**TASK STATEMENT:** Write out the following lines word for word.

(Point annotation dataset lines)

────

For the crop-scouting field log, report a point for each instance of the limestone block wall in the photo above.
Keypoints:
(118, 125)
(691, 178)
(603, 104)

────

**ANSWER TO THIS PROBLEM:**
For the crop-scouting field log, report a point for each instance of the limestone block wall in the photo above.
Keypoints:
(118, 125)
(691, 178)
(603, 104)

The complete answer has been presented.